- [Work to be completed]:
Please retype exactly the lines from the one containing "locate the shoreline in the photo below" through the end of the records, leaving out the pictures.

____ Dataset excerpts

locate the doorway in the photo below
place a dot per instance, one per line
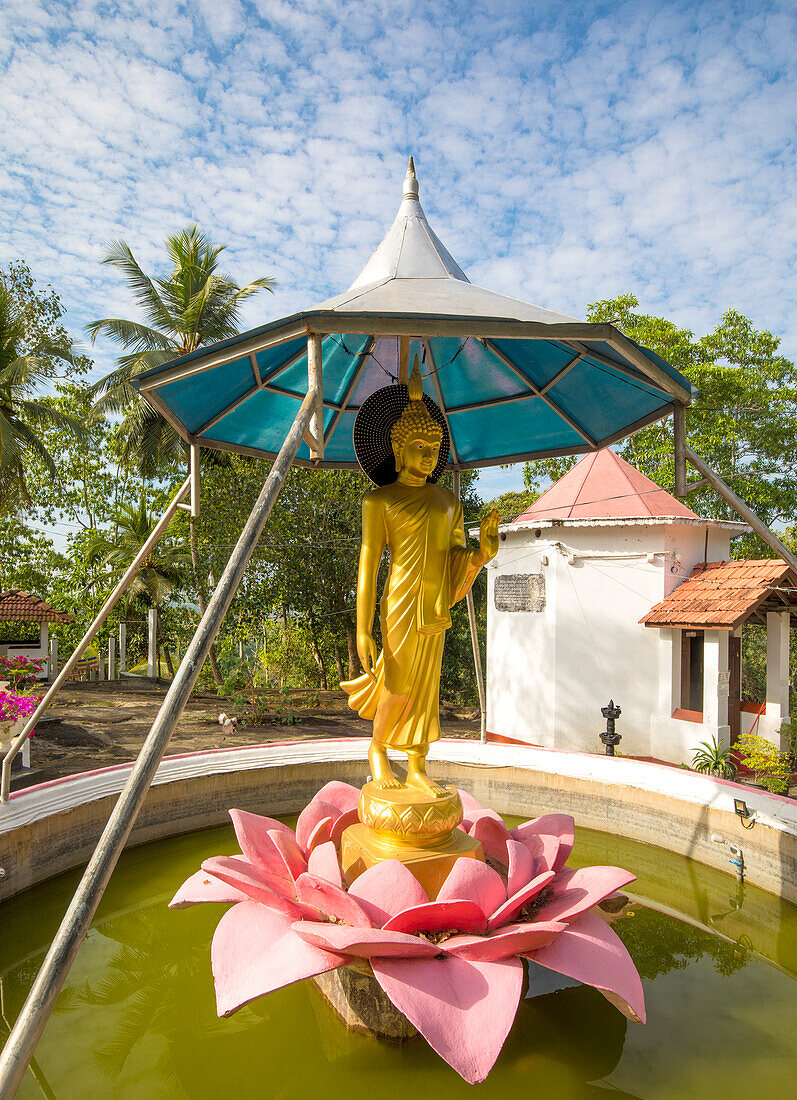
(692, 642)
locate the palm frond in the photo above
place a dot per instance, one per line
(130, 334)
(120, 255)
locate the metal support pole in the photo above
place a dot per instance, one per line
(739, 506)
(679, 443)
(194, 474)
(35, 1012)
(88, 637)
(152, 670)
(474, 638)
(405, 362)
(314, 385)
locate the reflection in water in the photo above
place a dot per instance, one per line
(137, 1020)
(659, 944)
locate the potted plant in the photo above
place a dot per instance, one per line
(714, 758)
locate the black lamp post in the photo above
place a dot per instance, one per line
(610, 737)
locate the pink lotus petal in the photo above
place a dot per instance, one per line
(202, 887)
(229, 869)
(323, 862)
(558, 825)
(266, 861)
(512, 939)
(252, 834)
(510, 909)
(310, 816)
(331, 901)
(464, 1010)
(471, 807)
(440, 916)
(472, 880)
(521, 867)
(577, 891)
(589, 952)
(364, 943)
(339, 827)
(320, 834)
(255, 950)
(387, 889)
(343, 796)
(285, 843)
(491, 833)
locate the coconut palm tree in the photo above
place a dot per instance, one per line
(167, 567)
(22, 416)
(191, 306)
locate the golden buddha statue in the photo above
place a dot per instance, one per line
(431, 569)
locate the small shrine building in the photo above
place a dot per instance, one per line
(608, 587)
(18, 606)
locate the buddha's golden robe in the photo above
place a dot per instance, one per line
(431, 569)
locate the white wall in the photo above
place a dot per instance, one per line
(550, 672)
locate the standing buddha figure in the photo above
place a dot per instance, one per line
(431, 569)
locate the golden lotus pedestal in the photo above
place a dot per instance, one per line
(419, 829)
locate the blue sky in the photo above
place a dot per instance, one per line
(566, 152)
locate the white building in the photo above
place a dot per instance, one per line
(573, 580)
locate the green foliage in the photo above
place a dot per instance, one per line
(22, 414)
(771, 767)
(743, 424)
(192, 305)
(714, 758)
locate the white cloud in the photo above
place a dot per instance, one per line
(565, 153)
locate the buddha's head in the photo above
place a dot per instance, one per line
(416, 437)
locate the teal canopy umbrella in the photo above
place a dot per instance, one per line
(513, 381)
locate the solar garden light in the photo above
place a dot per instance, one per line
(610, 737)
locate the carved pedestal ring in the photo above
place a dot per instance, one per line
(420, 831)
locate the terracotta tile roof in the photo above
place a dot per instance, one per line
(18, 606)
(720, 595)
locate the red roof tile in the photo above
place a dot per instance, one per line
(17, 606)
(722, 594)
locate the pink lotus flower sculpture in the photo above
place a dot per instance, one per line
(452, 966)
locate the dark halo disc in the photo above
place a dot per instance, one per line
(372, 433)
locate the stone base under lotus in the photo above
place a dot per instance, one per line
(360, 1002)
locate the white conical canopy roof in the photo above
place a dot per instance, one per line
(412, 272)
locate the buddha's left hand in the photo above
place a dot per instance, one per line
(488, 536)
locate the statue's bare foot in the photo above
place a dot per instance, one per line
(424, 783)
(388, 783)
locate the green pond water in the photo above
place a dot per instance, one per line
(136, 1019)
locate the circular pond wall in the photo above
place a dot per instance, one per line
(53, 827)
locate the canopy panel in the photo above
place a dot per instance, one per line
(513, 381)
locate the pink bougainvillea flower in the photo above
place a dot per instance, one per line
(451, 965)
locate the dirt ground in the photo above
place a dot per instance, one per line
(93, 725)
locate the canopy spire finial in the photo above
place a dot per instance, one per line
(410, 182)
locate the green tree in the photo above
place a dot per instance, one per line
(743, 424)
(166, 568)
(192, 305)
(22, 414)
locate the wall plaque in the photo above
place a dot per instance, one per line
(520, 592)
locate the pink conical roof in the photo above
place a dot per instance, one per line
(604, 486)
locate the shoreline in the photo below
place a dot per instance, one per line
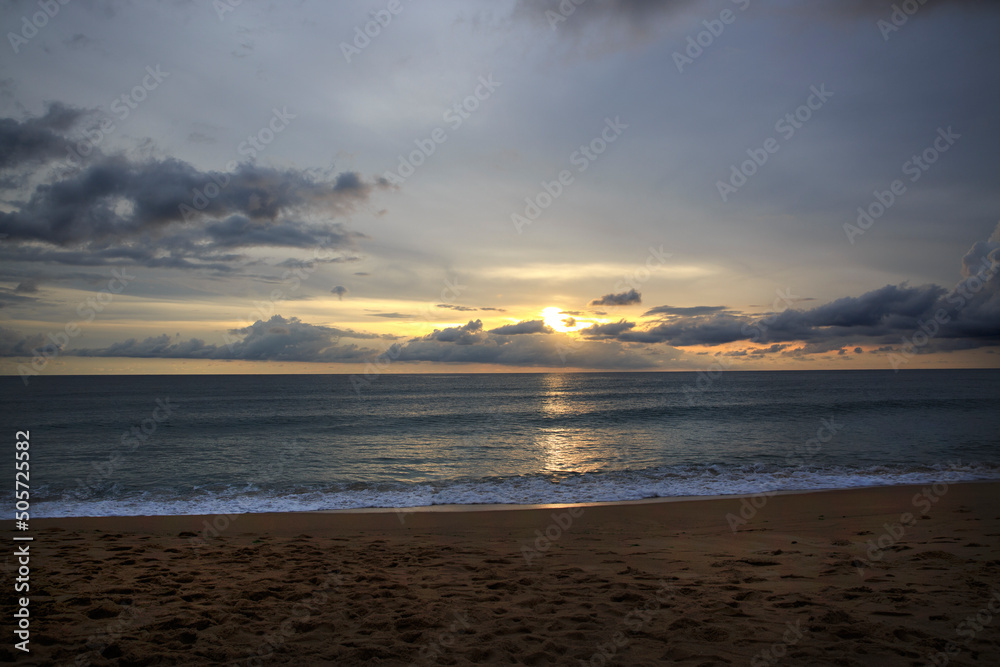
(458, 508)
(848, 577)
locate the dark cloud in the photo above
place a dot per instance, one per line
(163, 212)
(965, 317)
(14, 344)
(686, 312)
(608, 330)
(467, 334)
(524, 327)
(278, 339)
(27, 287)
(623, 299)
(37, 140)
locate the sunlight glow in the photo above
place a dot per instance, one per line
(555, 318)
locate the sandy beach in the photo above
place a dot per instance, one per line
(887, 576)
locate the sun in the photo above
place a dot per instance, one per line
(555, 319)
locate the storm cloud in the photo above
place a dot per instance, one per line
(164, 212)
(622, 299)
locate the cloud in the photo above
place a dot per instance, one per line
(14, 344)
(29, 286)
(163, 212)
(37, 140)
(452, 306)
(608, 330)
(966, 317)
(523, 327)
(277, 339)
(623, 299)
(686, 312)
(469, 344)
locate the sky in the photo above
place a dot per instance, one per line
(488, 186)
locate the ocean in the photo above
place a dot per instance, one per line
(149, 445)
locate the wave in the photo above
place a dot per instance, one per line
(609, 486)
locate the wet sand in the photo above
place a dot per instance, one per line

________

- [Finished exercise]:
locate the shoreline in the photo below
place a dot per instance, one per line
(458, 508)
(848, 577)
locate the dark cloud in the photo above
place a dot per instance, one per line
(163, 212)
(965, 317)
(14, 344)
(686, 312)
(608, 330)
(467, 334)
(524, 327)
(278, 339)
(27, 287)
(623, 299)
(37, 140)
locate the sunlight glow in the photo above
place a dot per instance, one per line
(555, 318)
locate the sandy beach in the photo above
place a dot per instance, one per line
(887, 576)
locate the sun in the photo above
place a dot per instance, one per line
(555, 319)
locate the storm cloud in the photo above
place a dot per instance, one per line
(164, 212)
(622, 299)
locate the cloud in the photo above
place a dot per instance, one per line
(14, 344)
(29, 286)
(163, 212)
(37, 140)
(452, 306)
(608, 330)
(966, 317)
(523, 327)
(277, 339)
(623, 299)
(686, 312)
(469, 344)
locate the sky in the photo above
place a dot per instance, one per line
(488, 186)
locate the ocean in the photo above
place a dot per instance, one per line
(149, 445)
locate the wave in the photo above
place a dot per instance, one per line
(609, 486)
locate the wet sand in the photo above
place a dot per instance, one per line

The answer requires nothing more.